(TASK PROMPT): Collect and copy out every line in the rows below that contains the string "rough". Case counts.

DATA TO EXAMINE: Begin

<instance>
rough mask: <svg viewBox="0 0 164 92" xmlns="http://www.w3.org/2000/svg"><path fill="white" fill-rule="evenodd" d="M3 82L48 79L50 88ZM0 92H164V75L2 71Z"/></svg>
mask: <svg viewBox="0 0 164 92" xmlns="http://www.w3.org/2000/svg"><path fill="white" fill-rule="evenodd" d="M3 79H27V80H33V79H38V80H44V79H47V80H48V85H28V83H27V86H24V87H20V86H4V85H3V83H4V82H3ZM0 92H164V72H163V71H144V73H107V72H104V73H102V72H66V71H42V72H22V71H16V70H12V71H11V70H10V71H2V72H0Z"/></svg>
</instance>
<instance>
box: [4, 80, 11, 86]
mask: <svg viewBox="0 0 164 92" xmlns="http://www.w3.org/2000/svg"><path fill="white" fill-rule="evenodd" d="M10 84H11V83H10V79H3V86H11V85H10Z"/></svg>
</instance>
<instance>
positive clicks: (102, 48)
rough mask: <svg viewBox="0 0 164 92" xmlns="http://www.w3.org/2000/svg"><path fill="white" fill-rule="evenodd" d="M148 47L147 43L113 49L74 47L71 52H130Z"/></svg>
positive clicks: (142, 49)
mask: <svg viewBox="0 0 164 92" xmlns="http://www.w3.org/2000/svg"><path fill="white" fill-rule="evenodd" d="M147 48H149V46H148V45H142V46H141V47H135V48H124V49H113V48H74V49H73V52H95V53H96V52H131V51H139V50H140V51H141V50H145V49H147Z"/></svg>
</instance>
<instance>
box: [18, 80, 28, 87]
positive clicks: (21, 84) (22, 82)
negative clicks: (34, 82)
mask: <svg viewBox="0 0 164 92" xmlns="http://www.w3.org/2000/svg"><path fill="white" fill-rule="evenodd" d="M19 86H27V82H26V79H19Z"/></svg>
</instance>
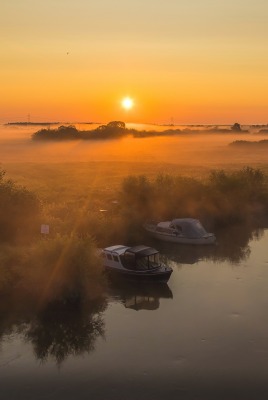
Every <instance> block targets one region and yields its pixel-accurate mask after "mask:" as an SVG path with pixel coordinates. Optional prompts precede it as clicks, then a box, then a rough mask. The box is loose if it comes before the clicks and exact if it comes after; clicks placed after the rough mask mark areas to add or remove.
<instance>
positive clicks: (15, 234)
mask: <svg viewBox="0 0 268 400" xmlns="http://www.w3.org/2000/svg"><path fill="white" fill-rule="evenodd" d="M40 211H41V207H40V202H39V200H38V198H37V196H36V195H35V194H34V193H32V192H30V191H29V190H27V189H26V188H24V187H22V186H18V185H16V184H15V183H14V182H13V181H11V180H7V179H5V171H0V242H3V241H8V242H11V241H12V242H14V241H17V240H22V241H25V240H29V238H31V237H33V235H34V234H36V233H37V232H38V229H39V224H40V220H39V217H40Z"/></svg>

DATA TO EXAMINE: End
DATA TO EXAMINE: Begin

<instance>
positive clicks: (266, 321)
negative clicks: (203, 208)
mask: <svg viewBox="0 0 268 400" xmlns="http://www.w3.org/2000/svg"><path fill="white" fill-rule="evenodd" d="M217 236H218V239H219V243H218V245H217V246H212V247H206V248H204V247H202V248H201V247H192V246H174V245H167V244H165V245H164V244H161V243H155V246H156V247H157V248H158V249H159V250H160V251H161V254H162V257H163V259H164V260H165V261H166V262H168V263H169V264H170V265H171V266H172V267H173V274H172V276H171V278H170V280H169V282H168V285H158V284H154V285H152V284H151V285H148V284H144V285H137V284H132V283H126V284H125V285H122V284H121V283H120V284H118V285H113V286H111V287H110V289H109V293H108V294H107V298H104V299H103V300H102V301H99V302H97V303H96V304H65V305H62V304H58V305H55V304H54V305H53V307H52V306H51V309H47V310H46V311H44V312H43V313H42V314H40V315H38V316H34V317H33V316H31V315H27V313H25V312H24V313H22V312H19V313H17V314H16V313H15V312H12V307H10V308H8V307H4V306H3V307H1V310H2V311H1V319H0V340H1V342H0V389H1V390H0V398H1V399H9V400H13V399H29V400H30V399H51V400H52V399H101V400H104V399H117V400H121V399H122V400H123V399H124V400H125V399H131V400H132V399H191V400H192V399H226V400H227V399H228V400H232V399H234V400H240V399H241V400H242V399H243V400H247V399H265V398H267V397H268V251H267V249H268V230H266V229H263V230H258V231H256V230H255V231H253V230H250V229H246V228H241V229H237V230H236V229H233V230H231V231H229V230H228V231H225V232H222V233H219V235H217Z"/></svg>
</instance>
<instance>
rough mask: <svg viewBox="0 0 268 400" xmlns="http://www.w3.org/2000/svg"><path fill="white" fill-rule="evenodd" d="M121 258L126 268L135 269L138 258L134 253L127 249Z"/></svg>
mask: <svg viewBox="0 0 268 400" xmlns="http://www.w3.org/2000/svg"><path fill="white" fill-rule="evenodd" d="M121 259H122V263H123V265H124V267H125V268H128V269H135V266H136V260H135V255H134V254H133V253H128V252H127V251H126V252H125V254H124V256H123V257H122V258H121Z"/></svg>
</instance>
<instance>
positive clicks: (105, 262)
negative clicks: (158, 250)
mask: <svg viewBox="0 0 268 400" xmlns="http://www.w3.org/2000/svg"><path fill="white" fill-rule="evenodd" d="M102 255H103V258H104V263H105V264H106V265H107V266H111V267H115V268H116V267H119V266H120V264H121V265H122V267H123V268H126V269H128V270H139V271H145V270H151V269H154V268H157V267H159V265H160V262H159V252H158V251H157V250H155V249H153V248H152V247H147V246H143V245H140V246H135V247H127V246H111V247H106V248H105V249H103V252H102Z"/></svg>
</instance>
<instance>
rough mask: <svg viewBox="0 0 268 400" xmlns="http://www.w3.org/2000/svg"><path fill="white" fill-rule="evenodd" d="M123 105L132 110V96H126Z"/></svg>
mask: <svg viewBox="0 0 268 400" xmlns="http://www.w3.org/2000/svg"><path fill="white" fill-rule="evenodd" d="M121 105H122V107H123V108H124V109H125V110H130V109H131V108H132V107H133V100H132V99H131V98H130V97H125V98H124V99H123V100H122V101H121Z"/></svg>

DATA TO EXAMINE: End

(RESPONSE):
rough mask: <svg viewBox="0 0 164 92" xmlns="http://www.w3.org/2000/svg"><path fill="white" fill-rule="evenodd" d="M3 82L48 79L50 88ZM0 92H164V75L2 71Z"/></svg>
rough mask: <svg viewBox="0 0 164 92" xmlns="http://www.w3.org/2000/svg"><path fill="white" fill-rule="evenodd" d="M148 47L147 43L113 49L74 47L71 52H130Z"/></svg>
Every <instance> block targets one region and yields its pixel-accurate mask after "mask:" as an SVG path with pixel coordinates. Optional prompts precede it as clicks, then a box, then a rough mask. The box is loose if it comes before the clicks and exact if it comes after; clicks placed after the rough mask mark areas to add or remove.
rough mask: <svg viewBox="0 0 268 400" xmlns="http://www.w3.org/2000/svg"><path fill="white" fill-rule="evenodd" d="M121 258L126 268L135 269L138 258L134 253L127 249Z"/></svg>
rough mask: <svg viewBox="0 0 268 400" xmlns="http://www.w3.org/2000/svg"><path fill="white" fill-rule="evenodd" d="M123 105L132 110V96H126Z"/></svg>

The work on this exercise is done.